Énoncé:
Répondez à ces questions sur l'extrait consacré au roman de Musil :
(a) Quelle part de la deuxième partie du roman est constituée d'ébauches, d'esquisses et de chapitres non terminés ?
(b) À quel moment Agathe apparaît-elle ?
(c) Quel était l'état civil d'Agathe avant son mariage ?

Extrait fourni:
Dans cette deuxième partie du roman de Musil qui contient pour près de la moitié, des ébauches, des esquisses, des chapitres non terminés, non encore hiérarchisés… l’élément majeur est Agathe.
Agathe, la sœur d’Ulrich, son double, sa moitié, son reflet… Cette sœur avec laquelle il n’a jamais eu de lien, pas même dans l’enfance, nous apparaît à la mort du père.
En quelques pages, sans se dire, ils se comprennent, se reconnaissent, se complètent, se terminent et peut-être s’achèvent, mais eux aussi, toujours, dans l’inachevé.
Mal mariée après avoir été veuve, Agathe est perdue dans sa vie. Son caractère tout aussi torturé et tortueux que celui de son frère s’exprime davantage dans le ressenti.

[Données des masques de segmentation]
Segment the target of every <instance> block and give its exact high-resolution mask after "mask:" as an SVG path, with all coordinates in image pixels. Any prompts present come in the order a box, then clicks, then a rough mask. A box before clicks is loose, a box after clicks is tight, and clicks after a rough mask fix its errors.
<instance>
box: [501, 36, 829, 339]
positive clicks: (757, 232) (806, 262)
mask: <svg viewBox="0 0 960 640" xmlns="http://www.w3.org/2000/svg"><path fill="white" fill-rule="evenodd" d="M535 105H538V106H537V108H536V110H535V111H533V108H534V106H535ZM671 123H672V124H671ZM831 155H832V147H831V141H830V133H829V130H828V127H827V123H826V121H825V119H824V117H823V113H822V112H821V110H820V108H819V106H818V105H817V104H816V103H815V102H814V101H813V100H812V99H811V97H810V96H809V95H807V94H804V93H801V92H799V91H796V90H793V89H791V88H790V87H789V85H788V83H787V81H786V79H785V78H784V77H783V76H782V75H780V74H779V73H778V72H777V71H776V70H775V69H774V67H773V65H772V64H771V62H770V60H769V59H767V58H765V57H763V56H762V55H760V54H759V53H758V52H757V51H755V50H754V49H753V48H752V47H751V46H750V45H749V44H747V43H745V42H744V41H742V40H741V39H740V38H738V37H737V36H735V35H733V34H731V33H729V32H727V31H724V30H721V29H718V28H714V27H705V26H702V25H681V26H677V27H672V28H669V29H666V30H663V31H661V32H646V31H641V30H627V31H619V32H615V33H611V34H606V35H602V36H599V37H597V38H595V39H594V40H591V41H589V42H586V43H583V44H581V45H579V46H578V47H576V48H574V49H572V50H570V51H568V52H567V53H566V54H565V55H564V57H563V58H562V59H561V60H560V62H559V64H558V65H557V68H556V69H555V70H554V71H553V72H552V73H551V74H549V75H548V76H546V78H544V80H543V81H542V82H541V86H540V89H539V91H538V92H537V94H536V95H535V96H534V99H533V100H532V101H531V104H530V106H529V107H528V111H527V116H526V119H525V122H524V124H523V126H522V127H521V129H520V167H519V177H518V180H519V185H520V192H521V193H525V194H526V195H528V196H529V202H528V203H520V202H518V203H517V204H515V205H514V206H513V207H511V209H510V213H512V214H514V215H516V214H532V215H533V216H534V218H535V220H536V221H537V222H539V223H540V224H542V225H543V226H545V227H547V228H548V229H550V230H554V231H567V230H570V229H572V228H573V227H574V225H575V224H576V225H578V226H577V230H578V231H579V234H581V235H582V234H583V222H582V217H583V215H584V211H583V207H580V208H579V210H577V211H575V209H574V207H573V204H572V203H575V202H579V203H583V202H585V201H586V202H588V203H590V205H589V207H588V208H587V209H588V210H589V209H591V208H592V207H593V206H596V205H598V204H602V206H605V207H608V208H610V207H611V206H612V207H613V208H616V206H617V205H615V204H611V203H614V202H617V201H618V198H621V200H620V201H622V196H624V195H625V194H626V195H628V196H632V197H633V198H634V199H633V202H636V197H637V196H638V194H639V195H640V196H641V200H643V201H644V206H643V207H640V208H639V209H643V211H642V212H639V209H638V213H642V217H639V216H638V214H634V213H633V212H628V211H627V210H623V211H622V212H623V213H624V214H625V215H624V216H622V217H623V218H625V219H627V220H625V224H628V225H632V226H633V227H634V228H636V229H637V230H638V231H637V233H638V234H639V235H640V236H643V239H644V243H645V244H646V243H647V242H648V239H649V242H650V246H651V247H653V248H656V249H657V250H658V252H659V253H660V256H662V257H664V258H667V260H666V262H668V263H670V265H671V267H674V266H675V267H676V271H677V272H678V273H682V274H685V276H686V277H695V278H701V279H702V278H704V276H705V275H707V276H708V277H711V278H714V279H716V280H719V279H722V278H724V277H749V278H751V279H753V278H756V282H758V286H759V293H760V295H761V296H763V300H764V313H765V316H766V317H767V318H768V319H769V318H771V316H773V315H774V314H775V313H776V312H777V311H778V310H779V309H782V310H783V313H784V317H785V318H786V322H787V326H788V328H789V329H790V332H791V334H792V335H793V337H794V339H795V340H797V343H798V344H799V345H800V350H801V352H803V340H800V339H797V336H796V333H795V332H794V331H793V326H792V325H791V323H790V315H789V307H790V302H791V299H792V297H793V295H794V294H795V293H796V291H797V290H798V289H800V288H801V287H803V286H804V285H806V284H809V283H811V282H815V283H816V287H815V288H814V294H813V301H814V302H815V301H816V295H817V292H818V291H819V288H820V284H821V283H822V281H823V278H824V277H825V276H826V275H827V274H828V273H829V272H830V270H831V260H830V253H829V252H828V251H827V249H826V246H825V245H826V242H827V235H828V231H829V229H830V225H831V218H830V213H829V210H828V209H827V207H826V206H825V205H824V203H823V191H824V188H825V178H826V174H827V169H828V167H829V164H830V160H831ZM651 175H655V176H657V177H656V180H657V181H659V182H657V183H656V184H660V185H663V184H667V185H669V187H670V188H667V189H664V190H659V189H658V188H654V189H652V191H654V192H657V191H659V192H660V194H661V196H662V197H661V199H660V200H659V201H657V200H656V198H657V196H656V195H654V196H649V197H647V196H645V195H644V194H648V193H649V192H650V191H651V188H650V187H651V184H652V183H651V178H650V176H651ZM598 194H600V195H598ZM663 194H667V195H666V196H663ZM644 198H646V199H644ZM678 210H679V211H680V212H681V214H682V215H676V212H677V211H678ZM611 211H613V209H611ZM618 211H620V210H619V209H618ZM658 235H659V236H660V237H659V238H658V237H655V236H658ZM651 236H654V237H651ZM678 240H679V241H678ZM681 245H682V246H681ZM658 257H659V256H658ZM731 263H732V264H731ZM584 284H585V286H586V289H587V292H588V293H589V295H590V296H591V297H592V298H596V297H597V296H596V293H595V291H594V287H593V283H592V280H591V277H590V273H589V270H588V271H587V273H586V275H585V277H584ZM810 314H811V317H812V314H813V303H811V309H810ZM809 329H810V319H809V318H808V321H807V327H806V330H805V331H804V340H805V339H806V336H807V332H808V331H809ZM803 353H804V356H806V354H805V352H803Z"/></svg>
* * *
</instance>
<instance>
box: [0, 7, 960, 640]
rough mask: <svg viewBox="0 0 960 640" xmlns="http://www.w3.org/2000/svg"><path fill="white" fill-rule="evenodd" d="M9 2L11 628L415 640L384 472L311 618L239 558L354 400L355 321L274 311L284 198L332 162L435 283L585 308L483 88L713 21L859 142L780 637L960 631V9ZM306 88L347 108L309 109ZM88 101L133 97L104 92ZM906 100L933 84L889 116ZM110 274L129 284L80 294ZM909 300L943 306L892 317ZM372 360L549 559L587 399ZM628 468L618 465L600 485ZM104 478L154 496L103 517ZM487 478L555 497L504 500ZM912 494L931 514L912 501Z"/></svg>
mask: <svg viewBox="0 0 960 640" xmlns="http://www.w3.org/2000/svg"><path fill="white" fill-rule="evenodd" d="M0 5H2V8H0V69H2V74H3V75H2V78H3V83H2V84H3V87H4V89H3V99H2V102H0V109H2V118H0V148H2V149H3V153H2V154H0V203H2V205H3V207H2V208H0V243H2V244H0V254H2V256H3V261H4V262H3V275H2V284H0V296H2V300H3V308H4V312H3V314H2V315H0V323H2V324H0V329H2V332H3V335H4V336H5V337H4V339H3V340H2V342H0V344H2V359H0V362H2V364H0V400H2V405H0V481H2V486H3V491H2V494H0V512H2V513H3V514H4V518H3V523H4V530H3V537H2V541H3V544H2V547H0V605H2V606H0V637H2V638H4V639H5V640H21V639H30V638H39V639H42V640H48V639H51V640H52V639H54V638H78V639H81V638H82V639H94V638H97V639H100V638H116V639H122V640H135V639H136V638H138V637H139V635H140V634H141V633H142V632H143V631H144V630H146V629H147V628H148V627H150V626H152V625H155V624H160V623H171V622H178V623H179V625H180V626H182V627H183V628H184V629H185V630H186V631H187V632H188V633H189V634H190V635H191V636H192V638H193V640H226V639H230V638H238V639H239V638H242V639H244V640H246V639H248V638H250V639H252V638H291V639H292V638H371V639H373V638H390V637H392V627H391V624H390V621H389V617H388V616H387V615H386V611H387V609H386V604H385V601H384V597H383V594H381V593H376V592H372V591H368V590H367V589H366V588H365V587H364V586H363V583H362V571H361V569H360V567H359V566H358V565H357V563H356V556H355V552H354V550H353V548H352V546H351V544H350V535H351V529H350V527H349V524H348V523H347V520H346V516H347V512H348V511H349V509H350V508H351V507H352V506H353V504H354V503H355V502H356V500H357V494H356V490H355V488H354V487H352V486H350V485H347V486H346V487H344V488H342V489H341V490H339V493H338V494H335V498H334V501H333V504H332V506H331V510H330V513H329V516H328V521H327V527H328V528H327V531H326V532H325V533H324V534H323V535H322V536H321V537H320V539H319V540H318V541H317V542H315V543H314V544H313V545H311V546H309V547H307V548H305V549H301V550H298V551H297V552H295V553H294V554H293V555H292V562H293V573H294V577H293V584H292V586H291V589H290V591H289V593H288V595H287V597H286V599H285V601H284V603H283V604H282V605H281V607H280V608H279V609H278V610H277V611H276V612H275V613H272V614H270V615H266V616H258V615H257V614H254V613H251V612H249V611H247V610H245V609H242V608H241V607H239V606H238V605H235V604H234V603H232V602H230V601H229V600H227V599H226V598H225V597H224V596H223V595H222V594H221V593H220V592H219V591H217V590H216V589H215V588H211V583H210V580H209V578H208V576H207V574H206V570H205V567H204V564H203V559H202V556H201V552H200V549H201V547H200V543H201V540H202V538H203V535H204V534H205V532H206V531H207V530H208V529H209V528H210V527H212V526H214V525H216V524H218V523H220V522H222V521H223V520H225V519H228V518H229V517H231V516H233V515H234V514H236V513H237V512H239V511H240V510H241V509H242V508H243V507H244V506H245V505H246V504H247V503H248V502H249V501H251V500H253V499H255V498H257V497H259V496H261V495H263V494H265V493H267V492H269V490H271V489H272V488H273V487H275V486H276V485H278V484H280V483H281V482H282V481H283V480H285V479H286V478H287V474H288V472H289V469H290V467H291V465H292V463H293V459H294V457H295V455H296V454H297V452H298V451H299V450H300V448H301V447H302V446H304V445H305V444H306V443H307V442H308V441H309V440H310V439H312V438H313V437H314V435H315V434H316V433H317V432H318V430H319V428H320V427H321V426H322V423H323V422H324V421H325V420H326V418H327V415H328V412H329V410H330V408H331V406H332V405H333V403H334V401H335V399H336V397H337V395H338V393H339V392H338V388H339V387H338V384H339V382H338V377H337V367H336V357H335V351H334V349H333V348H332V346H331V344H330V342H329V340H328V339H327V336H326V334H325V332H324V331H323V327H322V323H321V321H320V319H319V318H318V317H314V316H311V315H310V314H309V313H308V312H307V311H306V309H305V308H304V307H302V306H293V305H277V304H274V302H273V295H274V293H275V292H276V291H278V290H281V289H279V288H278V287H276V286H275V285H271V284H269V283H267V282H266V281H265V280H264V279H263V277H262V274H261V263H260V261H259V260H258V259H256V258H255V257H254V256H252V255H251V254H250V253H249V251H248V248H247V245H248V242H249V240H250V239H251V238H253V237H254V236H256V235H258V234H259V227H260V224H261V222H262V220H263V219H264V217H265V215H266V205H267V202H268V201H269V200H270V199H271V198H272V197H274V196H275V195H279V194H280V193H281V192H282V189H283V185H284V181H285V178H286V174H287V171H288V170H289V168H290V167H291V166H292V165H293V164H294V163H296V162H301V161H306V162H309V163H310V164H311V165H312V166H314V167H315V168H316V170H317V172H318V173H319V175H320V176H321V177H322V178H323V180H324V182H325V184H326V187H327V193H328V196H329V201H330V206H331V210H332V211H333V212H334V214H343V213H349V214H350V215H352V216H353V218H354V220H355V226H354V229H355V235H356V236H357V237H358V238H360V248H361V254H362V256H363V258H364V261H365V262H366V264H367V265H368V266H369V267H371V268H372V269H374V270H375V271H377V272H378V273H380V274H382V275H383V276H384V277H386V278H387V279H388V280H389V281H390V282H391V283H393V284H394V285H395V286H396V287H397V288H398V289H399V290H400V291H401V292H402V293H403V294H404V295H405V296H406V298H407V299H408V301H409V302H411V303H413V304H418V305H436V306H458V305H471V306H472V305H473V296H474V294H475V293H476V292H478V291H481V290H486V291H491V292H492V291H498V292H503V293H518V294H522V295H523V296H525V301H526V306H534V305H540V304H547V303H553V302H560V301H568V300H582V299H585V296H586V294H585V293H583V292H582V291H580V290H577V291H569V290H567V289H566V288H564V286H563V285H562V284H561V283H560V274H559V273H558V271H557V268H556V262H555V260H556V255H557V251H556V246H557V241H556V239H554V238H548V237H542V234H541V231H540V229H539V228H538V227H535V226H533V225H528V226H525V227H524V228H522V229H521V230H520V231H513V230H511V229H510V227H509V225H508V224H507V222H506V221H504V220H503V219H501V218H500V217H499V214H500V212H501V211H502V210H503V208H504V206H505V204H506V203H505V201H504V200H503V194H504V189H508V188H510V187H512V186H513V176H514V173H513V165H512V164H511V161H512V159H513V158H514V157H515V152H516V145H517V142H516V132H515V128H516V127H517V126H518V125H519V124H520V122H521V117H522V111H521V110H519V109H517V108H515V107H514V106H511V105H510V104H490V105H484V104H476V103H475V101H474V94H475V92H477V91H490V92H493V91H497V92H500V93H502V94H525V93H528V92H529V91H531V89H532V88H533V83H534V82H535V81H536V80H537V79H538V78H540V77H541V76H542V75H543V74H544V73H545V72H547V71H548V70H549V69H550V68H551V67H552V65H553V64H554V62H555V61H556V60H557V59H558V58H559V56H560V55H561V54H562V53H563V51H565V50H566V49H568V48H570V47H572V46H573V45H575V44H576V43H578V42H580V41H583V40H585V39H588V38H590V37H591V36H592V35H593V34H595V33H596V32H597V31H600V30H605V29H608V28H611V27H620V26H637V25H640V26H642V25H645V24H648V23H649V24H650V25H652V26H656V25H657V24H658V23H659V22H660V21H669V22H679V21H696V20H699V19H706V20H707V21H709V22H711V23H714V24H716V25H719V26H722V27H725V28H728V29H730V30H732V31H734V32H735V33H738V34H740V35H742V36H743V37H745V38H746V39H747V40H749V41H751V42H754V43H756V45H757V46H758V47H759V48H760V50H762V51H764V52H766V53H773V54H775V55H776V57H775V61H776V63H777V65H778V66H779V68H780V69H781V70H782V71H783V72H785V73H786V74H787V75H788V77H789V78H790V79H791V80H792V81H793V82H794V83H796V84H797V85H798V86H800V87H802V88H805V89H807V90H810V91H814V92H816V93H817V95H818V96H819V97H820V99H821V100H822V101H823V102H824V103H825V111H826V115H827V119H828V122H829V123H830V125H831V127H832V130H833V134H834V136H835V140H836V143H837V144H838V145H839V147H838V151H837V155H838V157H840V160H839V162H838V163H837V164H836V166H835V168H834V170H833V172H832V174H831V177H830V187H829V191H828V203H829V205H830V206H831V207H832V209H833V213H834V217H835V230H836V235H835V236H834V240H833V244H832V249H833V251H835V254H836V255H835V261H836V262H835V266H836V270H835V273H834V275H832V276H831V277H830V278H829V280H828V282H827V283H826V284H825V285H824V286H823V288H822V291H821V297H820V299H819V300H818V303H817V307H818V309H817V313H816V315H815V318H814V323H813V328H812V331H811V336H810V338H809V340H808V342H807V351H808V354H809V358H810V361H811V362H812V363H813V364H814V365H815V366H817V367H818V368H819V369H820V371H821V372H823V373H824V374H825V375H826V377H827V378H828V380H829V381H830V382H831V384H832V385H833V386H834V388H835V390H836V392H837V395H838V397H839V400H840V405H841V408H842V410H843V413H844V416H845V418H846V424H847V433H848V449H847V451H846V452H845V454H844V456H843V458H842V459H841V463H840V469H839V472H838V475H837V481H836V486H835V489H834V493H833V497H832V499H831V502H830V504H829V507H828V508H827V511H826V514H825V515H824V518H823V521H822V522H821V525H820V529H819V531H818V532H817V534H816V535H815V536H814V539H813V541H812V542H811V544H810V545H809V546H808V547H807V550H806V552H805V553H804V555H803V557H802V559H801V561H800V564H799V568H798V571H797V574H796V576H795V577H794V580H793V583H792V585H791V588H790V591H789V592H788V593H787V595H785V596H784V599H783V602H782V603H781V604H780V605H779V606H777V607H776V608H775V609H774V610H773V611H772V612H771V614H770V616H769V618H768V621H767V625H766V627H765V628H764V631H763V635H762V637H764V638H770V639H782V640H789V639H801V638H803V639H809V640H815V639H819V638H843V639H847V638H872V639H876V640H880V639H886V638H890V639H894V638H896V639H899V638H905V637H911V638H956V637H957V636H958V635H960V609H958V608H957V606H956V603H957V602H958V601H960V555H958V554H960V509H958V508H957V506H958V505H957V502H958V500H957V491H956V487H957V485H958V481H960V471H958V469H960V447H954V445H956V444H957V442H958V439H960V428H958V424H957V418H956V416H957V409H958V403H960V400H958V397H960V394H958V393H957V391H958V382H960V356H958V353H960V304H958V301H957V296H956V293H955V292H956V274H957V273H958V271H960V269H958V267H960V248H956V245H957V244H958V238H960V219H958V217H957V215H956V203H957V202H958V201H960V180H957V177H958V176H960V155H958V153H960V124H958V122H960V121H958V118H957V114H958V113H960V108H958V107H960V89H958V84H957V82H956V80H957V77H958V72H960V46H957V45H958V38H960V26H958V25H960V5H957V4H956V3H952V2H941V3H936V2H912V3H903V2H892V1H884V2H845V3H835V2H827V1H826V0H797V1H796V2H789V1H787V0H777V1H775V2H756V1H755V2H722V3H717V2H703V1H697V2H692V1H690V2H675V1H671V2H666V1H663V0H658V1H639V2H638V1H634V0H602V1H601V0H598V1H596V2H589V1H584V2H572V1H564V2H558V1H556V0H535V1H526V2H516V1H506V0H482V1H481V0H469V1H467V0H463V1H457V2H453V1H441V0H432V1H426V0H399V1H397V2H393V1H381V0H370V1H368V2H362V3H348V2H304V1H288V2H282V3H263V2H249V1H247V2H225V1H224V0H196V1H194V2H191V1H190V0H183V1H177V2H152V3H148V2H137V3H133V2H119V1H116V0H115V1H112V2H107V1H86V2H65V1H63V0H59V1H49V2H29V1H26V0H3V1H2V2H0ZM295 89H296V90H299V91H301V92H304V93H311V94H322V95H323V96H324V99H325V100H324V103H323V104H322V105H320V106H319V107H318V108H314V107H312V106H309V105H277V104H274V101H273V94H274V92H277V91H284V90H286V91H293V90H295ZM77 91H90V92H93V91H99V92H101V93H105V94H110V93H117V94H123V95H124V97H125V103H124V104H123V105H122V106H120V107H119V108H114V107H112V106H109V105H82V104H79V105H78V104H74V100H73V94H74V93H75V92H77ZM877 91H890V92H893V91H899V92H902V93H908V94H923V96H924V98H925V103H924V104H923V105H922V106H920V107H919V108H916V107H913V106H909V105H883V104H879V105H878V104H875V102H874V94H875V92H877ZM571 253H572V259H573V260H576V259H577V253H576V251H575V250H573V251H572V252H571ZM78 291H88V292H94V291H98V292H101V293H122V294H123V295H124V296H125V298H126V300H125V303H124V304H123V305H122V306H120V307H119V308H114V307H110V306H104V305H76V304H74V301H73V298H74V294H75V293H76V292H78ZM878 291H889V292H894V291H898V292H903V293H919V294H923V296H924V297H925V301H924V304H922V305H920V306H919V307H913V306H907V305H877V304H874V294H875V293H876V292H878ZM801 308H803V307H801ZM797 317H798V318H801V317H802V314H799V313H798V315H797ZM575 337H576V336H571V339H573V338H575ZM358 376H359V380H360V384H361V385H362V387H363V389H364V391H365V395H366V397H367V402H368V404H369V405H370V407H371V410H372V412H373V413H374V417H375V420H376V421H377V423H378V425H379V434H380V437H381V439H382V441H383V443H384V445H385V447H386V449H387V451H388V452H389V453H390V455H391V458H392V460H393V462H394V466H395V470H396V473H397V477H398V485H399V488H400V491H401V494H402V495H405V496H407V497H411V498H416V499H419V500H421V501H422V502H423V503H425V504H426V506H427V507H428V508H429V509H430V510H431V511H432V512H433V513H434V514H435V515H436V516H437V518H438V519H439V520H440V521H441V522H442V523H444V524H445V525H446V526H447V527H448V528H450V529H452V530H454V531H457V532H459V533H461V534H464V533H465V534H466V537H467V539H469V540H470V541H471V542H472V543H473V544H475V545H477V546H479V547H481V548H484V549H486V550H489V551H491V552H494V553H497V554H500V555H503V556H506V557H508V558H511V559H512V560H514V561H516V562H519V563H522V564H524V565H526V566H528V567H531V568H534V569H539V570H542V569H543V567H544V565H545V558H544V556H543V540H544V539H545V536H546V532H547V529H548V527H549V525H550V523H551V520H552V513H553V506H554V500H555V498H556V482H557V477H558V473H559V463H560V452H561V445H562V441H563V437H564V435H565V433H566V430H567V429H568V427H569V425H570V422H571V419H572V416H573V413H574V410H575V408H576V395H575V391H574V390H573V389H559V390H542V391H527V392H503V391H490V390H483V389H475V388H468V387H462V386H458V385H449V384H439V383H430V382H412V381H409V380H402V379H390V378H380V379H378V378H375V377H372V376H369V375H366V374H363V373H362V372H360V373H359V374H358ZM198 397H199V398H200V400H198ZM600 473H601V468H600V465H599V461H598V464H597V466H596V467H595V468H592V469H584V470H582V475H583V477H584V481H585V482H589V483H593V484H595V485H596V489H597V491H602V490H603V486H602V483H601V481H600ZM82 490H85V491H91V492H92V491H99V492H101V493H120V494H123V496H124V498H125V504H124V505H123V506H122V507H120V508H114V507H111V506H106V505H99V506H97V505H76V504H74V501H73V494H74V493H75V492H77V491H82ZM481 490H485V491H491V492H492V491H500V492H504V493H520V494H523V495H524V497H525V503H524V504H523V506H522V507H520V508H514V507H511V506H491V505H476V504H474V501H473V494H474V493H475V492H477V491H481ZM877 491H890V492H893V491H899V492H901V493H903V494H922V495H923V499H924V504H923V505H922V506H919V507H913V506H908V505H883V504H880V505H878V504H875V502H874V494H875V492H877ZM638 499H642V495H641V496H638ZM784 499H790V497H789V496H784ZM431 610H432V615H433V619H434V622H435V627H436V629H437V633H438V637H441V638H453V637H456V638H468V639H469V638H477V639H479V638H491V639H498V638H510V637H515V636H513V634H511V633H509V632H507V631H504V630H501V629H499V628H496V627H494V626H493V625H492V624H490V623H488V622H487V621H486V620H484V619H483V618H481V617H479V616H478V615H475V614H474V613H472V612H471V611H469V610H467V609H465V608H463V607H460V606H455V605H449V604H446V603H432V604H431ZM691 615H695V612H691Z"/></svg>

Réponse rédigée:
(a) Près de la moitié.
(b) À la mort du père.
(c) Elle était veuve.